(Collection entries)
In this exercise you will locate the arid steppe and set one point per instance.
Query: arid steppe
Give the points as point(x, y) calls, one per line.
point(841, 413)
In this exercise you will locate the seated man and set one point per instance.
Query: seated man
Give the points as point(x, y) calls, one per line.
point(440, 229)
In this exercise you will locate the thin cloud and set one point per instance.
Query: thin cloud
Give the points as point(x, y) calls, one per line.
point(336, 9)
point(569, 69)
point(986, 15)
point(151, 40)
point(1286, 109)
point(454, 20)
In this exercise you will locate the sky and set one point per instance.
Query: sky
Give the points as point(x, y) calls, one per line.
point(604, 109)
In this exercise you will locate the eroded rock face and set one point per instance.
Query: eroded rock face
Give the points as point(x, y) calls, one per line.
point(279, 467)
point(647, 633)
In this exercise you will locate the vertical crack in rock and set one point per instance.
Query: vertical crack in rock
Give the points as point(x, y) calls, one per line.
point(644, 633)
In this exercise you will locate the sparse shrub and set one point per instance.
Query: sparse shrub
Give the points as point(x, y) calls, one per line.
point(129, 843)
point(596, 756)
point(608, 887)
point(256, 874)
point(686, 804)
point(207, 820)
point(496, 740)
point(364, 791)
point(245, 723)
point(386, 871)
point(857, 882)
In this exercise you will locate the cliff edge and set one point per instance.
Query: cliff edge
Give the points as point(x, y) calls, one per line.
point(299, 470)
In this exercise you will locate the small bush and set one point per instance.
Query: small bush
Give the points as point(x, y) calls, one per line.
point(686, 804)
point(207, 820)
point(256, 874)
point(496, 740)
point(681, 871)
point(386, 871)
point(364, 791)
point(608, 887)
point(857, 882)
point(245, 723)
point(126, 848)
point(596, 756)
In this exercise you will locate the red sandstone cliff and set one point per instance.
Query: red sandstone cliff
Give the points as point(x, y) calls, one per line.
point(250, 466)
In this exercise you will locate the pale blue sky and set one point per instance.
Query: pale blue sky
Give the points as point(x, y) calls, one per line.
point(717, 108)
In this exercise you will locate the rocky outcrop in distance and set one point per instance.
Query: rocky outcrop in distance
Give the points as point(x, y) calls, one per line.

TASK PROMPT: Your task is to reproduce the records in full, without any alteration.

REPLY:
In this exercise you will locate the arid steppe and set one point per instance.
Query: arid steppe
Give the points as point(x, y) calls, one per line.
point(841, 413)
In this exercise you will locate the seated man and set one point per instance.
Query: seated man
Give the points as point(x, y) calls, one per line.
point(440, 229)
In this exercise you will locate the thin cloud and set one point per instance.
Query: thin cloud
Give the points as point(x, y) calls, one per line.
point(336, 9)
point(569, 69)
point(986, 15)
point(151, 40)
point(1286, 109)
point(454, 20)
In this exercise you will locate the sky and set one point per instance.
Query: sky
Give the points as point(x, y) calls, one per line.
point(604, 109)
In this exercise you will locate the eroded rock face and set one point per instance.
Query: eroded rock face
Give the points as point(x, y) calls, one per line.
point(279, 467)
point(647, 633)
In this exercise you will locate the vertical crack in rock and set one point per instance.
Query: vertical crack in rock
Give the points as point(x, y) calls, one per line.
point(644, 633)
In this exercise you will locate the sparse shrub and set one point per instance.
Query: sparse shrub
Give the points as point(x, y) calls, one per line.
point(129, 843)
point(596, 756)
point(608, 887)
point(256, 874)
point(686, 804)
point(207, 820)
point(496, 740)
point(364, 791)
point(245, 723)
point(386, 871)
point(857, 882)
In this exercise you will locate the cliff edge and set one point per instance.
Query: cliff edge
Give the points as point(x, y) calls, one per line.
point(299, 470)
In this exercise you will locate the small bush and set one point per instance.
Query: small bush
Give the points as point(x, y) calls, one per line.
point(686, 804)
point(207, 820)
point(256, 874)
point(496, 740)
point(681, 871)
point(386, 871)
point(364, 791)
point(608, 887)
point(857, 882)
point(245, 723)
point(126, 848)
point(596, 756)
In this exercise you will locate the red sandstone cliff and set one point per instance.
Query: red sandstone cliff
Give the points as point(x, y) calls, one per line.
point(250, 466)
In this exercise you will locate the pale blue sky and set one point per instance.
Query: pale blue sky
Give the points as point(x, y) calls, one per line.
point(717, 108)
In this exercise you will locate the rocky outcrop in distance and set one point per instance.
Query: rocky outcrop in distance
Give the points as point(x, y) calls, one per line.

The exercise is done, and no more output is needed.